Exercise description:
When a line below holds the string "tower", show that line.

Saved entries:
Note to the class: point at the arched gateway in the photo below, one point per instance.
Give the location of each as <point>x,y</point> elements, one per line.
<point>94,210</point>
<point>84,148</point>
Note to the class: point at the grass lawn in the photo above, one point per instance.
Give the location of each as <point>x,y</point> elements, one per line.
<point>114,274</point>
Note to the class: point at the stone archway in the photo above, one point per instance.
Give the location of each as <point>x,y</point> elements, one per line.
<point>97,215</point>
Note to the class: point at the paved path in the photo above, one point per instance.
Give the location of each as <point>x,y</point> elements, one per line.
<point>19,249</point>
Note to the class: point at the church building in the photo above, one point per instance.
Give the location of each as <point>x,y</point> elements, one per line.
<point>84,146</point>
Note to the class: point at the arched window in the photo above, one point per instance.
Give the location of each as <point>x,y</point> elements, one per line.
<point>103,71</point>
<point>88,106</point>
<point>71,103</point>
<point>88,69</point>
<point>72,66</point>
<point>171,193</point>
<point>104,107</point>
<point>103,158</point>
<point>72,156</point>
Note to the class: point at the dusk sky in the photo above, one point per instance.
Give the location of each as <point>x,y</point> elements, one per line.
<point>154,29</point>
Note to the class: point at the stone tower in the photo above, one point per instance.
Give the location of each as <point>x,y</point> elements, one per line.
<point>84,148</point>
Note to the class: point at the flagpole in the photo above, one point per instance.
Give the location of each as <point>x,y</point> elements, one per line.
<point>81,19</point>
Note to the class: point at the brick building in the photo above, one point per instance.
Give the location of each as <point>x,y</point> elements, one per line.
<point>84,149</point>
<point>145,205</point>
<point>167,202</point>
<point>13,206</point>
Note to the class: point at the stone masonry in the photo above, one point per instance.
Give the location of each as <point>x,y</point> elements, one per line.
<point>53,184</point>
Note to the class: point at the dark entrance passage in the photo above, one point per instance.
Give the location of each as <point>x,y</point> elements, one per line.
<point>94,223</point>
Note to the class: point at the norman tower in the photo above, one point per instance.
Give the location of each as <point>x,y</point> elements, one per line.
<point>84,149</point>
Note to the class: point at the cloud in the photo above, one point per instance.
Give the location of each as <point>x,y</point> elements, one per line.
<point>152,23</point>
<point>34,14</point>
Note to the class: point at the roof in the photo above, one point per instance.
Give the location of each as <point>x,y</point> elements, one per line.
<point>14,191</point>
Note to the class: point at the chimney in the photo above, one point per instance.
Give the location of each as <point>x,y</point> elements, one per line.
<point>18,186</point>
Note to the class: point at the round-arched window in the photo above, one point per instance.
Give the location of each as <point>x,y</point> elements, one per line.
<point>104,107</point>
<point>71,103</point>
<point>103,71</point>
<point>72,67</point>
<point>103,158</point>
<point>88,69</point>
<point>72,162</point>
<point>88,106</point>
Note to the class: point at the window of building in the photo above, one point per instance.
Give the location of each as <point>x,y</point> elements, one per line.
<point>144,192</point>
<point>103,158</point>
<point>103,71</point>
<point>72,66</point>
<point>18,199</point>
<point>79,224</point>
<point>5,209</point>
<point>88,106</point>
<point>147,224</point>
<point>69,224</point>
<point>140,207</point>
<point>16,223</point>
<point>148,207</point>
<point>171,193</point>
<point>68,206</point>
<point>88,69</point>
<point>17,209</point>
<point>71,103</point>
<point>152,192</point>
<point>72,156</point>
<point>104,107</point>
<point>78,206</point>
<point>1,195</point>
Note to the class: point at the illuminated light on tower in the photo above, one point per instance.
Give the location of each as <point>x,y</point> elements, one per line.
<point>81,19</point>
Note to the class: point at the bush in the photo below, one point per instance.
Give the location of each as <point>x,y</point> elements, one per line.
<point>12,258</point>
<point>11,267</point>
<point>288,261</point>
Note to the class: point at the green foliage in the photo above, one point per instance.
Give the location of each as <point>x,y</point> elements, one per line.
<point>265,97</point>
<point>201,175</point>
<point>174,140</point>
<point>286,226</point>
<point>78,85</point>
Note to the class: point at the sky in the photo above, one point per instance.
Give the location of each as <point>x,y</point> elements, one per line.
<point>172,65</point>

Answer box:
Note to the class: point at the stone tower in the photo above, one point per instance.
Note to the class: point at the norman tower in the photo above, one point per instance.
Note to the class: point at the illuminated light on tower in the photo above, one point per instance.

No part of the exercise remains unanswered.